* **Given problem**
Report every line of the listing below that contains the string "beanie".
═════ Supplied data ═════
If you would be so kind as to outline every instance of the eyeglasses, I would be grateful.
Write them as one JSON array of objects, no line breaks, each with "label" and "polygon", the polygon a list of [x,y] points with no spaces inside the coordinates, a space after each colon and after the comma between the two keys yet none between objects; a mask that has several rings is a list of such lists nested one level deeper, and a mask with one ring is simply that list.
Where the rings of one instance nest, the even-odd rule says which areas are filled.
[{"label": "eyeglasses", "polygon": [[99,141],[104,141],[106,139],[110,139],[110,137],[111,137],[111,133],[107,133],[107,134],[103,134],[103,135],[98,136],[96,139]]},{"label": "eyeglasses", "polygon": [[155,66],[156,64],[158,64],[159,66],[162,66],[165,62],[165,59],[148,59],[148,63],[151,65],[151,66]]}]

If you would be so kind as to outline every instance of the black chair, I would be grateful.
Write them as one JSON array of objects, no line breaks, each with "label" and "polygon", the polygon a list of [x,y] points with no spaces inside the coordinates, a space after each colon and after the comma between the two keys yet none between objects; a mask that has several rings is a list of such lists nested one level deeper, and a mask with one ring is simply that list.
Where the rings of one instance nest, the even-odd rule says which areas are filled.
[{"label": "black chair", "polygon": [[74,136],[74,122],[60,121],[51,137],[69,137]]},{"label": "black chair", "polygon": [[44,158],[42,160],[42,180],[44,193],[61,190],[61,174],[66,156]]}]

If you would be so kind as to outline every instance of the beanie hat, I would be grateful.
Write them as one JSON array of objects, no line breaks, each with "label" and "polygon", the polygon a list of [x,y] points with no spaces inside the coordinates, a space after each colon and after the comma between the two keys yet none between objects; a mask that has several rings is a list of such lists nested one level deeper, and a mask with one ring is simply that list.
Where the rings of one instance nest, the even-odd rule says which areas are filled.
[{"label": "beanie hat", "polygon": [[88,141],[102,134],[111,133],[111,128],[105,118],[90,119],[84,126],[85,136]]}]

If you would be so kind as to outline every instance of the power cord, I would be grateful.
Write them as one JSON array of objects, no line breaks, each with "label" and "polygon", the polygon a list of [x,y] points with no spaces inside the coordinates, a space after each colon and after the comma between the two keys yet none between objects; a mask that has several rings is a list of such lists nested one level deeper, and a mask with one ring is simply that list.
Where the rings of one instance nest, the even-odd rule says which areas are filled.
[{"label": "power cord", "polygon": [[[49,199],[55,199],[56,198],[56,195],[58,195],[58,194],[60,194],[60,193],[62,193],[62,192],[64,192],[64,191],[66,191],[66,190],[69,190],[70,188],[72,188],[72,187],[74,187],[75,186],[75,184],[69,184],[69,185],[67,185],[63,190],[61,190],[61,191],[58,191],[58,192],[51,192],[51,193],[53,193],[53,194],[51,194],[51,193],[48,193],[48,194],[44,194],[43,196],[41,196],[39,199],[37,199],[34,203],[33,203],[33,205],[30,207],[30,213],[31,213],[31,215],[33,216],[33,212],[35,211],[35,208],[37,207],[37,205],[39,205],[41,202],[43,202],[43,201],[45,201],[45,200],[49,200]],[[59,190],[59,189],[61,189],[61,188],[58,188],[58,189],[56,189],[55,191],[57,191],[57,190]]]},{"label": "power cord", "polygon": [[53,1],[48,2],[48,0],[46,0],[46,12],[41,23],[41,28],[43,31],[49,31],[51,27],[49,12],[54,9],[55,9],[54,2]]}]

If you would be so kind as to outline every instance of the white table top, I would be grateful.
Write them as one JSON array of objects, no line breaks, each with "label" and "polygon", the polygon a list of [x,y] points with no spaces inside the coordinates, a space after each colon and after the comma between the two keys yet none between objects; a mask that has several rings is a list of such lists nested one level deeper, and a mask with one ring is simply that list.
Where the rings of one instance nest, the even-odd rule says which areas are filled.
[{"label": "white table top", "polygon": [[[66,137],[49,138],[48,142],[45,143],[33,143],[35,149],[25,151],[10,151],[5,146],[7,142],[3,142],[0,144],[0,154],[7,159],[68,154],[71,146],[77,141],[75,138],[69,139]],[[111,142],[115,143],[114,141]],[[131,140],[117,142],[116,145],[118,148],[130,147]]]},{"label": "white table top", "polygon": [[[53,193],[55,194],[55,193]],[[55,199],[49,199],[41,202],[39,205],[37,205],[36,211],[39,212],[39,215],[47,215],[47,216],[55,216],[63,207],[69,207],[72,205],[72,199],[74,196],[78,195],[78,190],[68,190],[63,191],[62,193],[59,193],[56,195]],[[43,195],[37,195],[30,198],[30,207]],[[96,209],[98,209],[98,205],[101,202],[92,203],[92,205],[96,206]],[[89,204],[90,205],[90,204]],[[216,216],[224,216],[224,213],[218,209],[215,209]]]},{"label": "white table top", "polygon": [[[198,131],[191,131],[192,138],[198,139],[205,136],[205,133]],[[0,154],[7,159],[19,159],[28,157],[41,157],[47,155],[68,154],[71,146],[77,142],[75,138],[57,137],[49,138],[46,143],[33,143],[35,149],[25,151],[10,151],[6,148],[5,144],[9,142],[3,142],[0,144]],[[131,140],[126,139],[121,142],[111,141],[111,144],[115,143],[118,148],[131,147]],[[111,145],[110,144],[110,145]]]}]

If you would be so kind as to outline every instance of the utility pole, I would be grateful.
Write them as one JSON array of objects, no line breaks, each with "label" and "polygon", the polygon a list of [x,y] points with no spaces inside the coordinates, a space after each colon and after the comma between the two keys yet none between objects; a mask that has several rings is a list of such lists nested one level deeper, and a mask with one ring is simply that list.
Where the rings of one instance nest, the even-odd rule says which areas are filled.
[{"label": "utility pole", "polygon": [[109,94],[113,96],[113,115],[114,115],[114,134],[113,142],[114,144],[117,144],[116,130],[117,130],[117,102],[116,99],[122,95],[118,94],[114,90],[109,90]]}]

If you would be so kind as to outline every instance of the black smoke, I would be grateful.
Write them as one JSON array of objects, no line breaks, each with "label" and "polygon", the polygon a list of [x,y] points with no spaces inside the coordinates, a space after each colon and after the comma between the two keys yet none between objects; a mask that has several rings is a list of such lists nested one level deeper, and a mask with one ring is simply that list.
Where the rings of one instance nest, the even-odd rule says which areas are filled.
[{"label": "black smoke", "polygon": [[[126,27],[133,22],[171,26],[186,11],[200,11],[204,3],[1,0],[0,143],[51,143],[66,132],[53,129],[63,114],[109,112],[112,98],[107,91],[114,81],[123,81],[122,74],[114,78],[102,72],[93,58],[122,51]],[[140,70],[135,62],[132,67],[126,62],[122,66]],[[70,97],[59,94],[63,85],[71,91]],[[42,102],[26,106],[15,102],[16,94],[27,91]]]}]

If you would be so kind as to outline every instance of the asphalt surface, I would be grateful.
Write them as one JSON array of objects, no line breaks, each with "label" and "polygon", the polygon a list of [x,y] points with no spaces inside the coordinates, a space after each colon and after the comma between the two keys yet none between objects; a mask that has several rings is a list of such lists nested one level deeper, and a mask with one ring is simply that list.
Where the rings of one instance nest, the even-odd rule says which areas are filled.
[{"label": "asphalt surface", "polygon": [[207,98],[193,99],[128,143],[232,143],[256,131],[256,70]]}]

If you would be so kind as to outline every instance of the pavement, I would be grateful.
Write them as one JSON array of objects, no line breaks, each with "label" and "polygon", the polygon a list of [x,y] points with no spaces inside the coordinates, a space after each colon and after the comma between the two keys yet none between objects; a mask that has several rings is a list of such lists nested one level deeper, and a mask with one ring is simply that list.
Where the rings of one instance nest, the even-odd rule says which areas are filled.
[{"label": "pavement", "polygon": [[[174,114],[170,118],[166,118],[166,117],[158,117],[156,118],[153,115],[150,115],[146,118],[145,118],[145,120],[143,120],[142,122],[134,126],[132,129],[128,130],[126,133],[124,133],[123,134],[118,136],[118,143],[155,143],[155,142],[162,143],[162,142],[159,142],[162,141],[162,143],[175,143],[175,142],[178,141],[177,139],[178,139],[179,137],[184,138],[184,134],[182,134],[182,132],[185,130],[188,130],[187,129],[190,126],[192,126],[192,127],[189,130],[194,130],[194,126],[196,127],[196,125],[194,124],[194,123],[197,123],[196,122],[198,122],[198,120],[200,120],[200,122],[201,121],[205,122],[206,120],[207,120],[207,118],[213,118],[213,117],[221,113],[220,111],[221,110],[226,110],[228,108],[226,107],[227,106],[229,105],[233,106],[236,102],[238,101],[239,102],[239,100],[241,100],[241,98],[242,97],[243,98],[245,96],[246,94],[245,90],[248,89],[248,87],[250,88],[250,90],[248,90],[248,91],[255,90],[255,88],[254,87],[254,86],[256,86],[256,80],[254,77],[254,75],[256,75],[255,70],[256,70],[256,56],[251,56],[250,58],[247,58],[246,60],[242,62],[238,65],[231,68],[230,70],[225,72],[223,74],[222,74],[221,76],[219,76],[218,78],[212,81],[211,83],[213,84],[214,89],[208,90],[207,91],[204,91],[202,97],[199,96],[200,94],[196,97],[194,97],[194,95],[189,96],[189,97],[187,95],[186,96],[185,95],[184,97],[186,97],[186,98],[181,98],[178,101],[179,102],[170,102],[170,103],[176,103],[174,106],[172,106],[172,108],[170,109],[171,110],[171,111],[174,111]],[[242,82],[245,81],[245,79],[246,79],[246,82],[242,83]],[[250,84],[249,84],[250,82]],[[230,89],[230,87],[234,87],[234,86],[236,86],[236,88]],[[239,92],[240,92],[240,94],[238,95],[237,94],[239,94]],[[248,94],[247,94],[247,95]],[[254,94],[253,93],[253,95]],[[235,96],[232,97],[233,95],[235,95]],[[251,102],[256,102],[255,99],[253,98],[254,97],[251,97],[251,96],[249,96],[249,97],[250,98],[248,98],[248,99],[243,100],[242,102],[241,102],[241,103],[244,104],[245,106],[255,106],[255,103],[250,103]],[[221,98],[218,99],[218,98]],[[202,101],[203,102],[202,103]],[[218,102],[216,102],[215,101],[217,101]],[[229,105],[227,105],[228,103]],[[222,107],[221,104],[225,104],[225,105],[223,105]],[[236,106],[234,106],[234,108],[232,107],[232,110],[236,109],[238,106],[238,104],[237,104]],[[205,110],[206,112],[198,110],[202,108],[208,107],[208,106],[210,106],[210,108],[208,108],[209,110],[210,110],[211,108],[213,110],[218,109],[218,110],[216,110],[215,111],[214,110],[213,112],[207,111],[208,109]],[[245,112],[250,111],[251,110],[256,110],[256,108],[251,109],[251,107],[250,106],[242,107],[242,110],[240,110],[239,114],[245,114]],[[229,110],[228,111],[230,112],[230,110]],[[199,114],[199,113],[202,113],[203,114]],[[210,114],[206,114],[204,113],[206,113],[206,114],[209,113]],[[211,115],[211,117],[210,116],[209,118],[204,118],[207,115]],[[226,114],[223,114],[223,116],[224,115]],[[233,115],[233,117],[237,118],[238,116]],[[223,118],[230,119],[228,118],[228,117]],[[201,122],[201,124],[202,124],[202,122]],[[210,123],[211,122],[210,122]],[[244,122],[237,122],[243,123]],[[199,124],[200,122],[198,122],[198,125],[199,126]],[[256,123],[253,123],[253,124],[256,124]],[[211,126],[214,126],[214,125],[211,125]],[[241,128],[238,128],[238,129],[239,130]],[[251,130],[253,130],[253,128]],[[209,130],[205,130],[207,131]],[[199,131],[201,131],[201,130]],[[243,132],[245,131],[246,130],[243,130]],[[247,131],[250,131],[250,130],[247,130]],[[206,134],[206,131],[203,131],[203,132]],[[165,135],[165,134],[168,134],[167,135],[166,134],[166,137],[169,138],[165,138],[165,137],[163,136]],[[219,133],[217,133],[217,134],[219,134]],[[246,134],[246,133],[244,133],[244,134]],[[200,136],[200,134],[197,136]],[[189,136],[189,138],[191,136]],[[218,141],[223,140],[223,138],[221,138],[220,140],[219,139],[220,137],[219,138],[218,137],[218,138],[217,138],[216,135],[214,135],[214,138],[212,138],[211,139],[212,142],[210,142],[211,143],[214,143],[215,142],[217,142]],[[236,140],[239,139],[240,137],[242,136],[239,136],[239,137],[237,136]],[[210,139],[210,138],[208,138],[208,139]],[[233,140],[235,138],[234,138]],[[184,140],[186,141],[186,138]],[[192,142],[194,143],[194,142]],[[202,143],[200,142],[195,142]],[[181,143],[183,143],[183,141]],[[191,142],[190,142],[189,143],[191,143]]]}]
═════
* **The reply**
If you would be so kind as to outline every instance of the beanie hat, I would be grateful.
[{"label": "beanie hat", "polygon": [[88,141],[102,134],[111,133],[111,128],[105,118],[90,119],[84,126],[85,136]]}]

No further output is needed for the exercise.